**WHAT IS BEING ASKED**: For the word "indicate", return each line of the data in which it occurs.

**DATA FOR REVIEW**:

<<<<

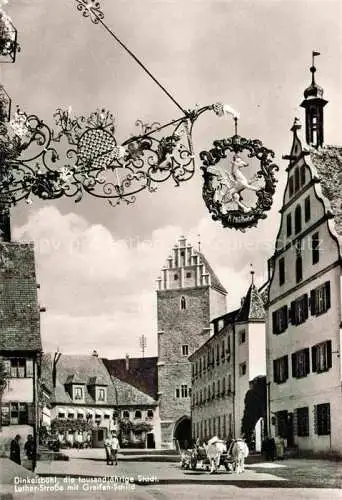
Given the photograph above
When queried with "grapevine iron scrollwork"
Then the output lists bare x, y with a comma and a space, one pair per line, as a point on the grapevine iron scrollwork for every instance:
223, 185
82, 156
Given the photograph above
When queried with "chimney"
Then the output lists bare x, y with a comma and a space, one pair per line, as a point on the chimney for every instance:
56, 357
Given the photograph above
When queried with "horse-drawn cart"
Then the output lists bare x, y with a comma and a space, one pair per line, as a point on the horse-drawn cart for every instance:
212, 457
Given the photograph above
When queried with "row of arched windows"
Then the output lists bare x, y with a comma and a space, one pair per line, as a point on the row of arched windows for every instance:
213, 391
216, 354
297, 180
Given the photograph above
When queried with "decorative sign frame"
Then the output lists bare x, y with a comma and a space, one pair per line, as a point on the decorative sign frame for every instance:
223, 186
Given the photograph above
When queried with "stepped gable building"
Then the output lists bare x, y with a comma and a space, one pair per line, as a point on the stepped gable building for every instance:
304, 308
189, 296
224, 366
141, 373
20, 341
86, 402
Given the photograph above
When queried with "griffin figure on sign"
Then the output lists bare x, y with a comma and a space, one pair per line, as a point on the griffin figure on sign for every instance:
229, 184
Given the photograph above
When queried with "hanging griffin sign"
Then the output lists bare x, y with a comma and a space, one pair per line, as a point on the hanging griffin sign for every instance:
232, 193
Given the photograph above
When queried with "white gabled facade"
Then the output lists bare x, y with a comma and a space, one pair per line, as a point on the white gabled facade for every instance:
304, 309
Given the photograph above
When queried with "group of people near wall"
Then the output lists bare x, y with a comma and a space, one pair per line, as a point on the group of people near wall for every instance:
29, 449
112, 447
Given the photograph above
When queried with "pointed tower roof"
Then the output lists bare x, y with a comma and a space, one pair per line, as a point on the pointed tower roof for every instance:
187, 267
215, 282
252, 308
314, 104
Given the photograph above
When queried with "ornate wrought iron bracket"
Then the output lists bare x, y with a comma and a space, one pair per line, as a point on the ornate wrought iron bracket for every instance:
82, 156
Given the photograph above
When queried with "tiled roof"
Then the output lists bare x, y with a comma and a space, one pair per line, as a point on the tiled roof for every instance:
328, 163
19, 310
215, 282
142, 373
129, 395
228, 318
263, 292
252, 308
88, 370
79, 370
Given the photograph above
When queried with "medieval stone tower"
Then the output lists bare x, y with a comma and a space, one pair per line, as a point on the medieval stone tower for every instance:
189, 296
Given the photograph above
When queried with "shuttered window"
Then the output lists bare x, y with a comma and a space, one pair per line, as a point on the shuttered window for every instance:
288, 224
281, 370
299, 310
300, 363
307, 209
302, 421
320, 299
315, 243
321, 357
280, 320
322, 419
281, 271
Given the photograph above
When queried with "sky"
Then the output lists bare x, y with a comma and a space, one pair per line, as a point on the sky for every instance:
97, 265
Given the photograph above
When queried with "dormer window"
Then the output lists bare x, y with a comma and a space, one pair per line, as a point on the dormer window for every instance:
297, 185
101, 394
78, 393
298, 219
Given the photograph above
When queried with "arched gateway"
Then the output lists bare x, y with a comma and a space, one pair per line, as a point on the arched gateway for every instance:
182, 432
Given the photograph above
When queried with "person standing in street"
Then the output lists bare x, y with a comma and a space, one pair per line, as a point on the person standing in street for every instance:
15, 450
108, 449
30, 450
115, 447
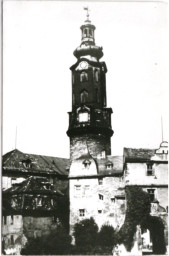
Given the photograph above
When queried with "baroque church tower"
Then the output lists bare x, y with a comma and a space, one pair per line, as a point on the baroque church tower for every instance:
90, 119
94, 175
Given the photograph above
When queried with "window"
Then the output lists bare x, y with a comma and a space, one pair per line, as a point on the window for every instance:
83, 117
97, 75
12, 220
5, 220
77, 190
113, 200
39, 201
85, 32
87, 190
109, 165
81, 212
90, 32
12, 240
150, 170
151, 194
97, 95
83, 77
100, 196
100, 181
86, 163
13, 181
84, 96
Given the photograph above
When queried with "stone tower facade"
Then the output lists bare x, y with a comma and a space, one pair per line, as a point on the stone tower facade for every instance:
94, 175
90, 119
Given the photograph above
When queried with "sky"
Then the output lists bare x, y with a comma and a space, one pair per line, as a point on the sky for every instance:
39, 38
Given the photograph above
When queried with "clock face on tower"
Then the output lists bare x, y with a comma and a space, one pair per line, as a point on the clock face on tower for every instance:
83, 64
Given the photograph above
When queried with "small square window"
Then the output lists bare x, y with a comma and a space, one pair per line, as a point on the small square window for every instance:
151, 194
101, 197
39, 201
77, 190
150, 170
87, 190
112, 200
100, 181
81, 212
100, 211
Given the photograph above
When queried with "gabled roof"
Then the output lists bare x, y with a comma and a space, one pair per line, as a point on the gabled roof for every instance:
14, 160
138, 153
32, 185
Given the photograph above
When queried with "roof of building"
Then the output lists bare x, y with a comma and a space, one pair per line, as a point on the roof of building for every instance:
139, 153
16, 160
33, 185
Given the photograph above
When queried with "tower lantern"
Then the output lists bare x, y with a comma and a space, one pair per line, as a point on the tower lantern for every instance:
87, 30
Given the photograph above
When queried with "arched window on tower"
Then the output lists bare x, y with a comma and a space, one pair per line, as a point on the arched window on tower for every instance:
83, 77
97, 75
97, 95
85, 32
84, 96
90, 32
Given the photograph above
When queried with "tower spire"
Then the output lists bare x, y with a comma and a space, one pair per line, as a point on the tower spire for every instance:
162, 128
87, 13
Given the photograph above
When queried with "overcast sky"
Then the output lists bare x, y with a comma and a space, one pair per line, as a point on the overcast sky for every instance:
38, 42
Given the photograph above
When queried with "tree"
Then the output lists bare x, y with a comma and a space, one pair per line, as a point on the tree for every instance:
106, 236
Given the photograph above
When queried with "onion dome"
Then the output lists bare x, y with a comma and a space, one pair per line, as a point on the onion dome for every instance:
88, 47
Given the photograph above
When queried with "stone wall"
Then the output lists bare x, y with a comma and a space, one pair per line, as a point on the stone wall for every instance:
38, 226
102, 202
94, 143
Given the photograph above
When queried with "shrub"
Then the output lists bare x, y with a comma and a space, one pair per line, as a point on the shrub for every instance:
58, 242
106, 236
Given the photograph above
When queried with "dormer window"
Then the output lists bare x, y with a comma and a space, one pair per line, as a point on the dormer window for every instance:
81, 212
150, 170
100, 181
101, 197
83, 77
84, 96
85, 32
86, 163
151, 193
83, 117
109, 165
39, 201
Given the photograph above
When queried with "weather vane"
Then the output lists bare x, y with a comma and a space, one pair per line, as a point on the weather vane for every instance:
87, 9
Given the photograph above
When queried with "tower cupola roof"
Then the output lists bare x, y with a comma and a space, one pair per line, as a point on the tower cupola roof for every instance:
88, 47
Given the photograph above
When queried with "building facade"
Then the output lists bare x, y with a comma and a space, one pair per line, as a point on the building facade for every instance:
92, 181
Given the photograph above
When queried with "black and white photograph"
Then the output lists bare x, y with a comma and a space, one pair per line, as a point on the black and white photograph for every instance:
84, 127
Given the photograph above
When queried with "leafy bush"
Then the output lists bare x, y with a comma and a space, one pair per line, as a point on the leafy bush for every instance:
58, 242
106, 236
138, 210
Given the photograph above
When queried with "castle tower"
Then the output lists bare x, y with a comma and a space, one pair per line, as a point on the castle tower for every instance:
94, 175
90, 119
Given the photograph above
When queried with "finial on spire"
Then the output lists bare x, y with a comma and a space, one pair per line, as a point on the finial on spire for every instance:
87, 13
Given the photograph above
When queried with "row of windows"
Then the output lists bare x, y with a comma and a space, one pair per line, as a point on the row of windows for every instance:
82, 212
87, 32
84, 76
8, 220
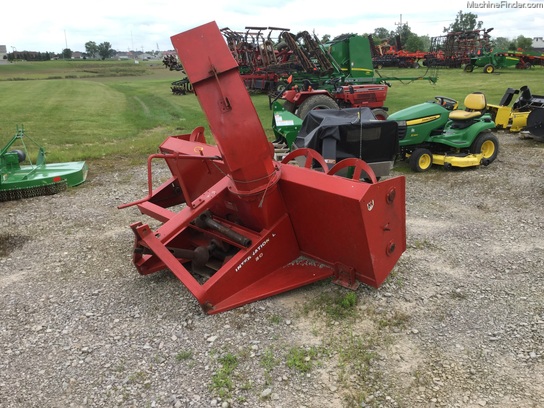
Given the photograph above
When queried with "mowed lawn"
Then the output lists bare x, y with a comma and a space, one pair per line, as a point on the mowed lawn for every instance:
121, 110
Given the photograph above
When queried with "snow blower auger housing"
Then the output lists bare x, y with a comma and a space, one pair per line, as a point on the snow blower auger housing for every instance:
253, 227
22, 178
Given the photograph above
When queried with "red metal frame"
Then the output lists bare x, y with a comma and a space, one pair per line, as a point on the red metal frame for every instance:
254, 227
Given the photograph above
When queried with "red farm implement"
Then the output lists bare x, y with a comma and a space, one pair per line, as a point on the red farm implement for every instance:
251, 227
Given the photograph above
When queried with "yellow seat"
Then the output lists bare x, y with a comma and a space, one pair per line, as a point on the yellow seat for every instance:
475, 105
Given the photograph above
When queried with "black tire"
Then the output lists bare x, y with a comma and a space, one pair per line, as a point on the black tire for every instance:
380, 114
421, 160
316, 102
289, 106
488, 144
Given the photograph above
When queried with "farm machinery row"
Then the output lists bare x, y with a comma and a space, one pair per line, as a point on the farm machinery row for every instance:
332, 75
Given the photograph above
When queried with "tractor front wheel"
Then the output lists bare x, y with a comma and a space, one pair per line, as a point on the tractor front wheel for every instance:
316, 102
380, 114
421, 160
486, 144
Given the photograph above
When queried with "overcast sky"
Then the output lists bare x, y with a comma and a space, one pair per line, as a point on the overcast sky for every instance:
42, 25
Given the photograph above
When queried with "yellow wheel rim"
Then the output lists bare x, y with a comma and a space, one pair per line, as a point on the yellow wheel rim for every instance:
488, 148
425, 161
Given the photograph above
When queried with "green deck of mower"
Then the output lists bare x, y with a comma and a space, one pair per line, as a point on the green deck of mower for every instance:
20, 177
439, 133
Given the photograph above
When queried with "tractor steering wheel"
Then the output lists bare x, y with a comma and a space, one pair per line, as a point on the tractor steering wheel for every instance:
444, 101
310, 155
360, 168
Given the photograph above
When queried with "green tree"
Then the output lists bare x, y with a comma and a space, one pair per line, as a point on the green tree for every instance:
501, 43
105, 51
524, 43
464, 22
91, 48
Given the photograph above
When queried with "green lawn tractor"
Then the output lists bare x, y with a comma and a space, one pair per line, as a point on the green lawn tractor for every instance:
338, 134
439, 133
525, 114
20, 177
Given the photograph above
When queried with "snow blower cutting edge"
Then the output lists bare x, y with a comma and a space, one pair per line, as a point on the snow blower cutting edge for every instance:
21, 178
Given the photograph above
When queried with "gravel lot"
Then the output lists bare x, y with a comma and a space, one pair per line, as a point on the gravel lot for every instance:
459, 323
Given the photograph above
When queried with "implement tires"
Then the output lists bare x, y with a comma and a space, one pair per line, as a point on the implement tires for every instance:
487, 144
421, 160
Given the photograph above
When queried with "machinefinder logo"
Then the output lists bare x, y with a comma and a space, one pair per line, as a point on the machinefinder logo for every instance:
503, 4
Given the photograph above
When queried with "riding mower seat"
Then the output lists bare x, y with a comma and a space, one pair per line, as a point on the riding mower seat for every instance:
475, 106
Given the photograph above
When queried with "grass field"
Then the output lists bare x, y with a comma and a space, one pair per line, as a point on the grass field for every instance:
108, 111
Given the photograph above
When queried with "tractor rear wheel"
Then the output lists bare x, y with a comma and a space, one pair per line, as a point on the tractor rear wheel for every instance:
316, 102
421, 160
489, 69
380, 114
486, 144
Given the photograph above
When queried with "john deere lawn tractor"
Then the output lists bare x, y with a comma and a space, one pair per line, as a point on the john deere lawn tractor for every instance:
439, 133
20, 177
526, 113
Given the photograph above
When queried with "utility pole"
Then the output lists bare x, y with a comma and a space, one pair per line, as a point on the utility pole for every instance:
400, 22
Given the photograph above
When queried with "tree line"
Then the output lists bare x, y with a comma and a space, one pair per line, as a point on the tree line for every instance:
412, 42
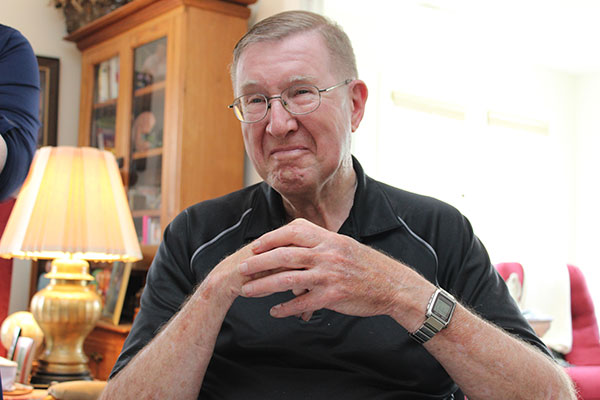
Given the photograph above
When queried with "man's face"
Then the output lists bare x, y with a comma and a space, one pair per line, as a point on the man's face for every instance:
295, 154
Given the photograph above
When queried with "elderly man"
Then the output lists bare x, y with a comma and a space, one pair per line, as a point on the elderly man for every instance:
320, 282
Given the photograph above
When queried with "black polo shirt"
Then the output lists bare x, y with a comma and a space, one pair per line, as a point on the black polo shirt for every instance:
332, 355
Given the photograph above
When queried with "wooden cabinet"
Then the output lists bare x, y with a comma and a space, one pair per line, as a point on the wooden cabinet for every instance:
155, 87
103, 347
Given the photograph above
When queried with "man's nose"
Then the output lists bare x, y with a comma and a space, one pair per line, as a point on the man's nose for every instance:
280, 120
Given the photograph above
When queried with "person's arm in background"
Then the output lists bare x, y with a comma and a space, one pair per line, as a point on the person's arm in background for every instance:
19, 108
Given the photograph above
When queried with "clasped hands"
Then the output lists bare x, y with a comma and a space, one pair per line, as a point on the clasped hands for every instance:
324, 270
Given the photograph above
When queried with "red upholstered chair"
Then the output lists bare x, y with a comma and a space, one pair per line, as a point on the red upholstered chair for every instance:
585, 353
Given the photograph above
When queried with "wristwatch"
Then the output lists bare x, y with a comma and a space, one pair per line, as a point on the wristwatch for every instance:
439, 312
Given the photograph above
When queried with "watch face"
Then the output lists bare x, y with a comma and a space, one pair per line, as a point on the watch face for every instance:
442, 308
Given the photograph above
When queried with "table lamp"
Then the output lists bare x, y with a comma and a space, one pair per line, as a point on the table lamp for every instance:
71, 208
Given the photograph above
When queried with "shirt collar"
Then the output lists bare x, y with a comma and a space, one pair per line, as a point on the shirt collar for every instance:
371, 213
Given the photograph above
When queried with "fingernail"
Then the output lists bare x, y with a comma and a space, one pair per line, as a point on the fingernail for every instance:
247, 289
243, 268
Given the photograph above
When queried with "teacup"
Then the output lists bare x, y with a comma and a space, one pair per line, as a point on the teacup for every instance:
8, 372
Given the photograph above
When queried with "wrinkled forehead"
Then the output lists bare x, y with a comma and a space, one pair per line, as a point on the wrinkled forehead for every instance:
295, 58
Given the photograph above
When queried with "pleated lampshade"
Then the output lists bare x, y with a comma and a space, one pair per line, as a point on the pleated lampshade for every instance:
72, 209
72, 205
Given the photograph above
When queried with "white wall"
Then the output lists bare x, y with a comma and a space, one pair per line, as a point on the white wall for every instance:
587, 178
531, 198
44, 27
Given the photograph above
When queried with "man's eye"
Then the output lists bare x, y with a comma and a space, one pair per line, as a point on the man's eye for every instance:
300, 91
254, 100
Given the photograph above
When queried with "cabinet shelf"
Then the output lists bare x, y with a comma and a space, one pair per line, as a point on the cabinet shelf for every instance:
147, 153
142, 213
154, 87
104, 104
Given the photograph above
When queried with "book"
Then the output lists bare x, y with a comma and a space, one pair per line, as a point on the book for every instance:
113, 77
13, 345
103, 81
24, 358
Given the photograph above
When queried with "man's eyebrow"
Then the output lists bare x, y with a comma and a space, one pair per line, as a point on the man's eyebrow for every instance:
255, 86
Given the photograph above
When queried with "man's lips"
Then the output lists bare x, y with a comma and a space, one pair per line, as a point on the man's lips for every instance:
288, 151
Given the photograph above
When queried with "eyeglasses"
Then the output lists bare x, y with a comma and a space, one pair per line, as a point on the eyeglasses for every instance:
297, 100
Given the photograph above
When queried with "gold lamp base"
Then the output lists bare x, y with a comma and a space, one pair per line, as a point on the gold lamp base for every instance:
66, 310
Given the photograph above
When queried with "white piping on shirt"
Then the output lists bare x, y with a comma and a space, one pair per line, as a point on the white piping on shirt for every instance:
420, 239
219, 236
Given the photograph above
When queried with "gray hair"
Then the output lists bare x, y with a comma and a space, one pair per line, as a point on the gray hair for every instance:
288, 23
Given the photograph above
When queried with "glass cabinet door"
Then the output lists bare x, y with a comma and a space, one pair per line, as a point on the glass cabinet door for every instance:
104, 108
146, 139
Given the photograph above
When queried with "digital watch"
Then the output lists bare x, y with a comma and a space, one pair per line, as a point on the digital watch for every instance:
439, 312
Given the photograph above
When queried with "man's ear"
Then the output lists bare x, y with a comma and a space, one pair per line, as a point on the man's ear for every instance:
358, 95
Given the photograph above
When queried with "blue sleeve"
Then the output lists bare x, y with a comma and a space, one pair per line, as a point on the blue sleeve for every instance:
19, 107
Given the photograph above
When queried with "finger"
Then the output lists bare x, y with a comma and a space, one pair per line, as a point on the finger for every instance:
298, 292
302, 305
283, 257
300, 233
276, 283
306, 316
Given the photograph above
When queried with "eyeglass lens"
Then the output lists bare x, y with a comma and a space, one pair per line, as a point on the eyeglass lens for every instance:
299, 99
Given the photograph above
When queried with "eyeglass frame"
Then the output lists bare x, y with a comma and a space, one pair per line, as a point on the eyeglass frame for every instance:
283, 103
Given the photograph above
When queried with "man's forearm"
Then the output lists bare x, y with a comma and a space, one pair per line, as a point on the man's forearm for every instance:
487, 363
173, 364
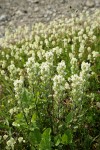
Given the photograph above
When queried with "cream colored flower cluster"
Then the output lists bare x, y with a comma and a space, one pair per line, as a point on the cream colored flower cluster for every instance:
54, 59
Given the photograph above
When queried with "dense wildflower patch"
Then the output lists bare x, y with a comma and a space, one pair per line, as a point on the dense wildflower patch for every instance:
49, 85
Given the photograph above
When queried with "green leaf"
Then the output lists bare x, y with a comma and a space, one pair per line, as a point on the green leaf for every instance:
67, 137
35, 137
45, 143
69, 118
33, 120
64, 139
58, 140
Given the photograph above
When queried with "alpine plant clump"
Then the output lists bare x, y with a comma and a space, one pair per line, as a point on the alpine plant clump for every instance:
49, 85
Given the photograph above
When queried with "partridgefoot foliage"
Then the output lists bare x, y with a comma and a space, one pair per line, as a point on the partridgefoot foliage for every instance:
49, 85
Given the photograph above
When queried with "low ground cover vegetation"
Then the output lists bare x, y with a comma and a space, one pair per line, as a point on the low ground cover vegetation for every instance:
49, 85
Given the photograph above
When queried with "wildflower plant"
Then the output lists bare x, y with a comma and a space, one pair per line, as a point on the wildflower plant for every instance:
49, 85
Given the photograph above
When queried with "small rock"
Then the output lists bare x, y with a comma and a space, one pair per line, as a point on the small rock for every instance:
3, 17
90, 3
36, 9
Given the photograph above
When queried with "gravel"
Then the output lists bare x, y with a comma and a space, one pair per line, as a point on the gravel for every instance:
20, 12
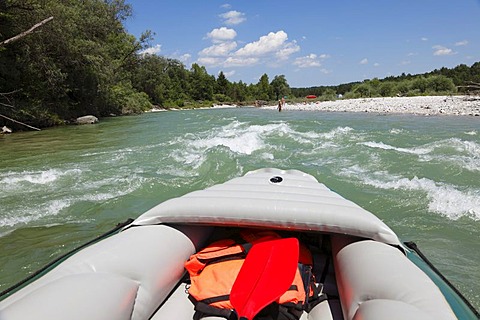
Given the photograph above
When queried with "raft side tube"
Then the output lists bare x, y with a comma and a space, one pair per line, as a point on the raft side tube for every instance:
125, 276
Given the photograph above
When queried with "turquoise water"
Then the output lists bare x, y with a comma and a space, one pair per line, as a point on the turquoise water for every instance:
63, 186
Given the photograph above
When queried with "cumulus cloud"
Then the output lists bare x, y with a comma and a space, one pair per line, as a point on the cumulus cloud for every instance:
240, 61
229, 73
266, 44
152, 50
271, 49
308, 61
222, 34
219, 50
210, 61
233, 17
442, 51
288, 49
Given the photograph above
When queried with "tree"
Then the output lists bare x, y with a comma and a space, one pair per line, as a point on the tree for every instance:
223, 85
201, 83
280, 87
264, 90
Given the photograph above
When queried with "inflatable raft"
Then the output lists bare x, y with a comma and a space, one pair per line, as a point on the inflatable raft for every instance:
137, 271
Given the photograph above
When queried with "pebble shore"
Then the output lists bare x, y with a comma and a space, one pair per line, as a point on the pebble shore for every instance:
430, 105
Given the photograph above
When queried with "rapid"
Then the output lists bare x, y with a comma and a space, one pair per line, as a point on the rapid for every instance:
64, 186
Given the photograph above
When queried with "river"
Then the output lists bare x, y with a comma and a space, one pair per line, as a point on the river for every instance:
421, 175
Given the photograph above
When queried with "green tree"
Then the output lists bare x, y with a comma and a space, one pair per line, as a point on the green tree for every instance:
264, 90
202, 84
280, 87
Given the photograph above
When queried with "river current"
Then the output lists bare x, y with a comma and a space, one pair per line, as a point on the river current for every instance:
63, 186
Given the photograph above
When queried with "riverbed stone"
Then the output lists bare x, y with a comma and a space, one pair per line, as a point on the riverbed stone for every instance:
5, 130
86, 120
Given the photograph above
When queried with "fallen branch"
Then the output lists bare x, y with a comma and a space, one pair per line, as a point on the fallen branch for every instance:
23, 34
26, 125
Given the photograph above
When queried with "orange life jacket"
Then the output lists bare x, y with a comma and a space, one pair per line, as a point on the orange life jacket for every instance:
214, 269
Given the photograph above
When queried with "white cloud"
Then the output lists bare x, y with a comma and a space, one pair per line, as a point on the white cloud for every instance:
152, 50
229, 73
240, 61
233, 17
266, 44
219, 50
308, 61
287, 50
184, 57
222, 34
442, 51
210, 61
269, 49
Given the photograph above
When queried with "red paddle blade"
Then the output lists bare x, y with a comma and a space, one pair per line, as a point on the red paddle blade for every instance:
266, 274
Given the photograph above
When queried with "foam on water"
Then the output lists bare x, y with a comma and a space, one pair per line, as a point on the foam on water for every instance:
19, 179
453, 151
445, 199
381, 145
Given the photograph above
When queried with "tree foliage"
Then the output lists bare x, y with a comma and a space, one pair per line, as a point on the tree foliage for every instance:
84, 62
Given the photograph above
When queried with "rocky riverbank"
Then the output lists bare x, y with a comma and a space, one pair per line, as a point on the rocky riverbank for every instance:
430, 105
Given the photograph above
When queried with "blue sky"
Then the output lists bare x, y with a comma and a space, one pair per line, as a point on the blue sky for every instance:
311, 42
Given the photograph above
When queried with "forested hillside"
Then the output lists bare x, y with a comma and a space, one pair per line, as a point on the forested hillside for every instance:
64, 59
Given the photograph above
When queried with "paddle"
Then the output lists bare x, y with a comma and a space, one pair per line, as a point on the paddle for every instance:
266, 274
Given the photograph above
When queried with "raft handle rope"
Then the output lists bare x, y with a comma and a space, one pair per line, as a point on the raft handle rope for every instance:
5, 293
412, 245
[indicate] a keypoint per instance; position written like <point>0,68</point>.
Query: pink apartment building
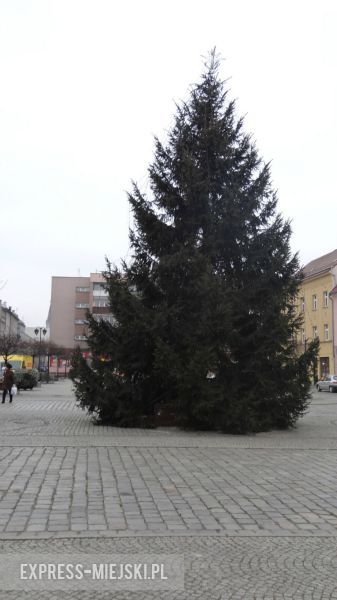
<point>71,298</point>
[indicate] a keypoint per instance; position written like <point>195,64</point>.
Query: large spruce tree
<point>204,313</point>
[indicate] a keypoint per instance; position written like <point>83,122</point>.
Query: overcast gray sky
<point>86,84</point>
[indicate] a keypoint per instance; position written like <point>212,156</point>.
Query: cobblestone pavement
<point>254,516</point>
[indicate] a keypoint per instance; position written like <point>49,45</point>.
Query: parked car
<point>327,383</point>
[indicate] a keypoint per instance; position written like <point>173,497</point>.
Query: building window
<point>104,317</point>
<point>99,289</point>
<point>100,303</point>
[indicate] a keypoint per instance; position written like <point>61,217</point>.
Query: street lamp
<point>41,331</point>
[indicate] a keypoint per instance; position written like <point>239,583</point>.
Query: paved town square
<point>251,516</point>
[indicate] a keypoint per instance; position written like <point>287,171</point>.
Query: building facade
<point>11,324</point>
<point>71,299</point>
<point>318,310</point>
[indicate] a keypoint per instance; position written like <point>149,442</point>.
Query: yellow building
<point>315,305</point>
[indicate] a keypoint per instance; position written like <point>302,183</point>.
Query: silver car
<point>327,383</point>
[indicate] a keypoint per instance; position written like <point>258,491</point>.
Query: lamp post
<point>41,331</point>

>>>>

**ANSWER AREA**:
[indicate] a keypoint per instance; position written like <point>0,68</point>.
[indicate] a keypoint per instance; position written like <point>195,64</point>.
[indicate] a keypoint per instance; position written like <point>83,122</point>.
[indicate] a keypoint per instance; position written like <point>212,156</point>.
[indicate] a keypoint per instance; position written like <point>49,45</point>.
[indicate] a keypoint per instance; position written like <point>173,497</point>.
[indicate] a keypoint per instance; position written like <point>61,217</point>.
[indicate] a keypoint per instance; position written like <point>239,583</point>.
[indicate] a keypoint per instance; position written like <point>287,171</point>.
[indicate] a keypoint per instance; position written like <point>149,442</point>.
[indicate] a keypoint per instance; position written like <point>302,183</point>.
[indicate] a keypoint per instance; position written like <point>258,491</point>.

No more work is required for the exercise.